> _Exercise description_
Each entry below is to be reproduced exactly, though any pictures it holds must be omitted.
=== Supplied material ===
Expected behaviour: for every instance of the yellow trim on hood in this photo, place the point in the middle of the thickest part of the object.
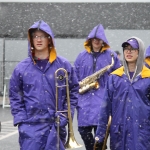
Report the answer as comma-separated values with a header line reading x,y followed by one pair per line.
x,y
53,54
88,47
147,60
119,71
145,73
===
> _Answer to this problem_
Expected behaviour: for every instance of the yellow trim on hood in this photo, place the point in the middle of the thickest part of the object.
Report the answer as comma-separated values with a header line reading x,y followed by one pair per line.
x,y
53,54
88,47
147,60
119,71
145,73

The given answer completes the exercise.